[Begin SUPPLIED MATERIAL]
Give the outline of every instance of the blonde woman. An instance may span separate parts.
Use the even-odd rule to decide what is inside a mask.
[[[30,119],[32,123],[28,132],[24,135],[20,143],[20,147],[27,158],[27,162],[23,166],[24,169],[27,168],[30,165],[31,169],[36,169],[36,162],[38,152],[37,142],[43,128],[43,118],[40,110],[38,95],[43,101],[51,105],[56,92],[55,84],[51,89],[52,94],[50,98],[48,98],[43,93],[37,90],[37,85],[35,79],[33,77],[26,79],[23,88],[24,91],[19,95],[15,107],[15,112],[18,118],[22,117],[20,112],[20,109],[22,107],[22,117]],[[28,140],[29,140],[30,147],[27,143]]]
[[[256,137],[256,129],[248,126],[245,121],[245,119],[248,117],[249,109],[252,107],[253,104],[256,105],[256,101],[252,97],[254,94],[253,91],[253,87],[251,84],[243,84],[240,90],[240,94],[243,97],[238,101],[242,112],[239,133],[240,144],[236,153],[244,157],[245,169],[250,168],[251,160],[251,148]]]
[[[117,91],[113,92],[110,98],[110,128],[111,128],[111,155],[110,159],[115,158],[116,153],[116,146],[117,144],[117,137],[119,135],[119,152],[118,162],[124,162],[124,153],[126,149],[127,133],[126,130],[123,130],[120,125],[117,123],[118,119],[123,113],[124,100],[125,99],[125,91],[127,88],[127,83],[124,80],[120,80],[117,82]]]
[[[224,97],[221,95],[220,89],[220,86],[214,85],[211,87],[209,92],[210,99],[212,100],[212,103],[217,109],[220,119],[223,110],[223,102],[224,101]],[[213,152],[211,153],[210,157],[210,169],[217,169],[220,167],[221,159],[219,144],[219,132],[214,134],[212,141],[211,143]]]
[End SUPPLIED MATERIAL]
Write out the records above again, keeping each one identical to the original.

• **FINAL ANSWER**
Give the outline of every instance of the blonde woman. An instance may span separate parts.
Use the even-odd rule to decide what is inside a mask.
[[[30,119],[32,123],[28,132],[24,135],[20,143],[20,147],[27,158],[27,162],[23,166],[24,169],[27,168],[30,165],[31,169],[36,169],[36,162],[38,152],[37,142],[43,128],[43,118],[40,110],[38,95],[43,101],[51,105],[56,92],[55,84],[51,89],[52,94],[50,98],[48,98],[43,93],[37,90],[37,85],[35,79],[33,77],[26,79],[23,88],[24,91],[19,95],[15,107],[15,112],[18,118],[22,117],[20,112],[20,109],[22,107],[22,117]],[[28,140],[29,140],[30,147],[27,143]]]
[[[256,137],[256,129],[248,126],[245,121],[245,119],[248,117],[249,109],[252,107],[253,104],[256,105],[256,101],[252,97],[254,94],[253,91],[253,87],[251,84],[243,84],[240,90],[240,94],[243,97],[238,101],[242,112],[239,133],[240,144],[236,153],[244,157],[245,169],[250,168],[251,160],[251,148]]]
[[[117,91],[113,92],[110,98],[110,128],[111,128],[111,155],[110,159],[115,158],[116,153],[116,146],[117,144],[117,137],[119,135],[119,152],[118,162],[124,162],[124,153],[126,149],[127,133],[126,130],[123,130],[120,125],[117,123],[118,119],[123,113],[124,100],[125,99],[125,91],[127,88],[127,83],[124,80],[120,80],[117,82]]]
[[[224,97],[221,95],[220,89],[220,86],[214,85],[211,87],[209,92],[210,99],[212,100],[212,103],[217,109],[220,119],[223,110],[223,102],[224,101]],[[213,152],[211,153],[210,157],[210,169],[217,169],[220,167],[221,159],[219,144],[219,132],[214,134],[212,141],[211,143]]]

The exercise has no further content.